(Contour labeling entries)
━━━━━━━━━━━━━━━━━━━━

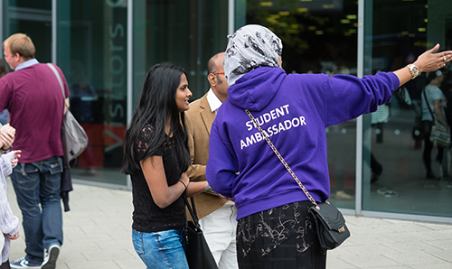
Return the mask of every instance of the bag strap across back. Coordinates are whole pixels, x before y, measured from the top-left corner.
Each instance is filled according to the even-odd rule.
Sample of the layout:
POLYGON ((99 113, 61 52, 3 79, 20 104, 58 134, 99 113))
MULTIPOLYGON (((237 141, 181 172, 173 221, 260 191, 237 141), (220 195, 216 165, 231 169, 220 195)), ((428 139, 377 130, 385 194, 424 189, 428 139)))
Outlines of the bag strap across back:
POLYGON ((303 190, 303 192, 305 192, 305 194, 306 195, 306 197, 309 199, 309 200, 316 207, 318 208, 318 205, 317 203, 315 202, 315 200, 314 199, 314 198, 311 196, 311 194, 309 194, 309 192, 307 191, 306 188, 305 188, 305 186, 303 185, 303 183, 301 183, 300 180, 298 179, 298 177, 295 174, 295 172, 292 171, 292 169, 290 168, 290 166, 288 166, 287 162, 286 162, 286 160, 284 160, 283 156, 279 153, 279 152, 278 151, 278 149, 275 147, 275 145, 273 144, 273 143, 271 143, 270 139, 268 138, 268 136, 267 135, 267 133, 265 133, 262 128, 260 127, 259 124, 258 123, 258 121, 254 118, 254 116, 252 116, 251 112, 250 112, 250 110, 248 109, 245 109, 245 112, 248 114, 248 116, 250 116, 250 118, 252 120, 252 122, 254 123, 254 125, 256 125, 256 127, 258 128, 258 130, 260 132, 260 134, 262 134, 262 137, 264 137, 265 141, 267 141, 267 144, 268 144, 268 145, 270 146, 270 148, 273 150, 273 152, 275 153, 275 154, 278 156, 278 159, 279 159, 279 161, 281 161, 282 164, 284 165, 284 167, 286 167, 286 169, 288 171, 288 172, 290 173, 290 175, 294 178, 294 180, 297 181, 297 183, 298 184, 298 186, 300 186, 301 190, 303 190))
POLYGON ((62 86, 61 77, 60 77, 60 74, 58 73, 57 70, 55 69, 55 67, 52 63, 48 62, 47 66, 53 71, 53 73, 55 74, 55 77, 57 77, 58 83, 60 83, 60 87, 61 88, 62 99, 65 100, 66 95, 64 94, 64 87, 62 86))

━━━━━━━━━━━━━━━━━━━━

Please arrange the records as a numbered list, from their start up to and including the line with "Outlines of the". Omit blank lines and leave the pictures out.

> _Solution for this problem_:
1. Return the mask of every instance of the bag strap across back. Coordinates are whole pixels, x before y, measured from the top-left corner.
2. Each instance is filled according to the even-odd rule.
3. Sample of the layout:
4. POLYGON ((99 113, 61 52, 3 79, 20 104, 58 134, 99 113))
5. MULTIPOLYGON (((237 141, 181 172, 173 221, 260 191, 237 141), (220 195, 216 165, 231 169, 220 195)), ((428 139, 377 130, 385 194, 424 189, 428 139)))
6. Outlines of the bag strap across back:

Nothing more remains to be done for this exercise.